:: EXERCISE REQUIREMENTS ::
Before anything else, copy the UCD lab waste article word for word, from "The university spokesperson" to "unattended and unlocked.".

:: TEXT EXCERPT ::
::::

UCD is dealing with concerns over breaches in its security measures for the storage of hazardous laboratory waste on campus. The response comes after the Tribune identified a breach in the security of the UCD Conway Institute’s hazardous lab waste disposal compound.

The storage of potentially infectious waste products from laboratories in the university must be kept away from the public in secure locked areas under safety regulations. Infectious biological waste from lab work and research is placed in special yellow and grey bins, and then kept at the back of research buildings in fenced sections. Access to these areas is restricted to only those with electronic key cards. However, the fence of the compound securing the lab waste bins at the back of the Conway Institute in UCD was breached for over three months the Tribune can report.

The compromised fence meant the lab waste bins at the back of the Conway research institute were potentially accessible to anyone. The yellow and grey bins are used to store potentially infectious biological waste. Warning signs on the bins themselves states “in case of damage or leakage immediately notify public health authority.” It is believed the breach was a result of the fence being in a state of poor condition, and not as a result of a deliberate act.

A spokeswoman for UCD said they were not aware of the issue when the Tribune brought up the breach, but that it did “raise concerns.” The source would not comment on what policies are in place to ensure fences and the security around stored lab waste is routinely maintained. She stated “security measures vary from building to building, depending on the nature of use.”

The university spokesperson did however add that “the relevant college principals have been asked to review the processes in place around the storage and disposal of hazardous waste and maintenance of fences around storage areas. The fence breach to which you referred has now been mended.”

The O’Brien Science Centre, the Health Sciences building, and the Veterinary Nursing building all have their own cordoned off areas where they store their lab waste. Upon investigating these compounds, the Tribune found further lax security measures. At one stage in August the gate securing the green chemical waste drums of the O’Brien Science Centre was left open, unattended and unlocked.



Image: Chemical Drums Stored by the Science Centre.


The UCD Chemical Safety manual, distributed to staff or students working in labs or with waste states that “failure to dispose of waste in accordance with legal requirements can lead to the prosecution of both the university and the individual concerned.”

::::

:: DATASET RECORDS ::
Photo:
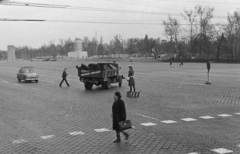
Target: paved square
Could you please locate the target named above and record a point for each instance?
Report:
(44, 118)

::::

:: ANSWER FOR THE TASK ::
The university spokesperson did however add that “the relevant college principals have been asked to review the processes in place around the storage and disposal of hazardous waste and maintenance of fences around storage areas. The fence breach to which you referred has now been mended.”

The O’Brien Science Centre, the Health Sciences building, and the Veterinary Nursing building all have their own cordoned off areas where they store their lab waste. Upon investigating these compounds, the Tribune found further lax security measures. At one stage in August the gate securing the green chemical waste drums of the O’Brien Science Centre was left open, unattended and unlocked.